* _THE EXERCISE_
Edit the items from the line containing "Please locate the trash" through the end of the items, both ends included, by replacing "concrete planter" with "stone planter". Return only those lines, with everything else unchanged.

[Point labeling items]
============
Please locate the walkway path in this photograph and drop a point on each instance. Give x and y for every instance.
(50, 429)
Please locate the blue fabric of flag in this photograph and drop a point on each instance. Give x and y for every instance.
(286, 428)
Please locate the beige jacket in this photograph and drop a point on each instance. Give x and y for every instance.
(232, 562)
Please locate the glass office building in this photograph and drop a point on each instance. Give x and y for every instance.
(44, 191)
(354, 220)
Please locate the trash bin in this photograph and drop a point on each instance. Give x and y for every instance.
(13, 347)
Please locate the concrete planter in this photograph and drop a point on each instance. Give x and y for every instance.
============
* _SOLUTION_
Please locate the trash bin in this photograph and drop a point on each instance. Give x and y for every instance.
(13, 347)
Please locate the stone planter in this photograph and drop a point on each instance. Give x and y for every instance.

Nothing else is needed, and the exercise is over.